What is expected :: The entries need to be copied exactly.
═════ Data for the task ═════
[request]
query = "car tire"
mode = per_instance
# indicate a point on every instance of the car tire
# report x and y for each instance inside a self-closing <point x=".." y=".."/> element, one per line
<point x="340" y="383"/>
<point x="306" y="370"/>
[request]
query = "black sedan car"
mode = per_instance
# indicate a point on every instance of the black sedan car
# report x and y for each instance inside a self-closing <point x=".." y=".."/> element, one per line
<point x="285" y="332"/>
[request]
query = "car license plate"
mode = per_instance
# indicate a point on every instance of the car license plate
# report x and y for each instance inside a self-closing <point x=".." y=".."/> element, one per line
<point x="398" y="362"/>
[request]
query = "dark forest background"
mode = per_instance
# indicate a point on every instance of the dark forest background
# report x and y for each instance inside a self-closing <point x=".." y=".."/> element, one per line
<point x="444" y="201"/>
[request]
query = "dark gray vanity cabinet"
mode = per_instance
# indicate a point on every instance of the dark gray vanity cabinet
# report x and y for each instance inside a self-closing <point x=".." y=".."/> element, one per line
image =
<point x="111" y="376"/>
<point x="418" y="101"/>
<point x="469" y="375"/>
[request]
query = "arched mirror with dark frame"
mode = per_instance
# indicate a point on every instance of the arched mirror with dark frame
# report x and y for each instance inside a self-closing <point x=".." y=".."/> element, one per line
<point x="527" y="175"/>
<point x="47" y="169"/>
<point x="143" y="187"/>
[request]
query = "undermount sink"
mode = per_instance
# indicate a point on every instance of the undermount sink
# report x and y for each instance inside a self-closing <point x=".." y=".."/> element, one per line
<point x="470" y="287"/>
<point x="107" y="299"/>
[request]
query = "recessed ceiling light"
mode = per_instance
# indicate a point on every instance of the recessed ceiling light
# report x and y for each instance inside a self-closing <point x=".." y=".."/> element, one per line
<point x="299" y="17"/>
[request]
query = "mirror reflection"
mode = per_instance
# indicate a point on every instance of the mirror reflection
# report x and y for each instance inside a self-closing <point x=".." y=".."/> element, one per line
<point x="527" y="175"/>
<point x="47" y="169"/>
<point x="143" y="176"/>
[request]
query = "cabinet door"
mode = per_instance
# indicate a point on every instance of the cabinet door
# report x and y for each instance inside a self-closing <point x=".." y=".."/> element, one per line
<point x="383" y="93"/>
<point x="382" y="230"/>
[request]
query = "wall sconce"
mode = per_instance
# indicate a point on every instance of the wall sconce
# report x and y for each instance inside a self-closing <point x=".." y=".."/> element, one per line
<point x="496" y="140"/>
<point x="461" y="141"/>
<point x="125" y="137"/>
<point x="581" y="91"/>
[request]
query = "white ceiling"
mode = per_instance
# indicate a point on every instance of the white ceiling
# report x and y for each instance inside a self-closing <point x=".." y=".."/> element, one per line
═════
Response below ::
[request]
query = "car tire"
mode = per_instance
# indicate a point on every instance of the car tire
# report x and y for each instance inside a self-closing <point x=".." y=".."/> element, one per line
<point x="340" y="383"/>
<point x="306" y="370"/>
[request]
query = "black sedan car"
mode = per_instance
# indicate a point on every instance of the black sedan car
# report x and y for each instance inside a self-closing <point x=".." y=".."/> element, one per line
<point x="285" y="332"/>
[request]
query = "car license plate"
mode = per_instance
# indicate a point on every instance of the car license plate
# report x and y for each instance inside a self-closing <point x=".." y=".."/> element, one per line
<point x="398" y="362"/>
[request]
query = "dark forest background"
mode = per_instance
# indicate a point on every instance of the dark forest background
# report x and y for each instance inside a self-closing <point x=".." y=".."/> element, one per line
<point x="444" y="201"/>
[request]
query = "dark gray vanity cabinet"
mode = per_instance
# indicate a point on every instance of the dark gray vanity cabinet
# report x and y for each instance inside a self-closing <point x=".." y=".."/> element, one per line
image =
<point x="111" y="376"/>
<point x="418" y="101"/>
<point x="469" y="375"/>
[request]
query = "arched mirror with dark frame"
mode = per_instance
# indicate a point on every instance of the arched mirror with dark frame
# report x and y for each instance inside a self-closing <point x=".." y=".."/> element, one per line
<point x="527" y="175"/>
<point x="47" y="169"/>
<point x="143" y="187"/>
[request]
query = "undermount sink"
mode = per_instance
# indicate a point on every instance of the undermount sink
# report x and y for each instance inside a self-closing <point x=".." y=".."/> element, one per line
<point x="470" y="287"/>
<point x="107" y="299"/>
[request]
query = "recessed ceiling light"
mode = per_instance
# indicate a point on every instance of the recessed ceiling light
# report x and y for each instance inside a self-closing <point x=".." y=".."/> element, one per line
<point x="299" y="17"/>
[request]
query = "mirror reflection"
mode = per_instance
# indicate a point on every instance of the mirror reflection
# report x and y for each instance inside a self-closing <point x=".." y=".."/> element, one per line
<point x="527" y="175"/>
<point x="47" y="169"/>
<point x="143" y="176"/>
[request]
query = "cabinet door"
mode = per_instance
# indicate a point on every instance of the cabinet door
# report x and y for each instance inside a self-closing <point x=".." y=".."/> element, one per line
<point x="383" y="93"/>
<point x="382" y="230"/>
[request]
query = "wall sconce"
mode = per_instance
# indicate a point on every instance of the wall sconce
# report x and y for each instance inside a self-closing <point x=".." y=".."/> element, one per line
<point x="496" y="140"/>
<point x="461" y="141"/>
<point x="125" y="137"/>
<point x="581" y="91"/>
[request]
query = "white ceiling"
mode = per_instance
# indicate a point on every instance of the white ceiling
# report x and y for each instance inside a self-closing <point x=".." y=".."/> element, one per line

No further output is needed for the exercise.